Complete the following:
1. In the essay on perfection below, pull out the passage from "A recent debacle" to "to forgiving others?".
2. In the essay on perfection below, why does the writer let the feelings flow and come to the surface?
3. Pick up the essay on perfection below where it stops and keep writing it.

Provided passage:
---+---

Perfection

Standard

A recent debacle of something that I thoroughly believed that I was good and passionate about, gave me enough time to self bash up my inner child. Perfectionist in me screamed in agony for all the wrongdoings. Yet it all felt wrong inward, all the hate towards self, was I justified?

Why do we set so high standards of self, especially in creative fields that a glimpse of failure sometime spreads like venom? Its plain suicidal. Why the need of approval from self; why the rank 1 syndrome! We see nothing but gloom when we fail, when the whole world has moved past the incident or worst dint even recognize the failure. Why doesnt forgiveness come easily to self when compared to forgiving others?

Dearth of self talk or attitude that it’s ok to fail and fall can make life tad bit miserable. And I have encountered people like me who are burdened by their standards, by the passion that they have; controlled life, vast ego. Times when you are blocked, flowing is the last thing that you see. Sheer success followed by empty periods of nothingness; when everything is better but you. True that this suit of perfection is sometime chains that shackle our ankles.  All this feelings I let it flow, let it come to surface so that I have access to clean them, uproot them.  I became one with melancholy.

---+---

Data lines:

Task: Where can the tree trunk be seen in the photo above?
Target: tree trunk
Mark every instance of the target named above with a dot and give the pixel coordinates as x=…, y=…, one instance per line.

---+---

Answers given:
1.
A recent debacle of something that I thoroughly believed that I was good and passionate about, gave me enough time to self bash up my inner child. Perfectionist in me screamed in agony for all the wrongdoings. Yet it all felt wrong inward, all the hate towards self, was I justified?

Why do we set so high standards of self, especially in creative fields that a glimpse of failure sometime spreads like venom? Its plain suicidal. Why the need of approval from self; why the rank 1 syndrome! We see nothing but gloom when we fail, when the whole world has moved past the incident or worst dint even recognize the failure. Why doesnt forgiveness come easily to self when compared to forgiving others?

2. The writer lets the feelings flow and surface in order to have access to them, so that they can be cleaned and uprooted.

3.
Lost in these thoughts and in need of a perspective starkly different from the one I have now, I surfed through the internet.  Like always answers come effortlessly, and the answer was this link (it will set the context if you watch the video to proceed to reading the post further) –

http://www.ted.com/talks/elizabeth_gilbert_on_genius

I jumped in sense of relief on watching this video; it was like burden lifted off my weary shoulders. Color flowed through my cheeks and life resumed to be normal after a long pause. Yes I need these nudges time to time, this prevents “Me“destroying “Me”.

Strive for excellence not for perfection is the answer right now. May be I will fail time and again, but what matters is that I will get up to try again.  I will sign up for my work, I will be present and do my best; that’s all to it.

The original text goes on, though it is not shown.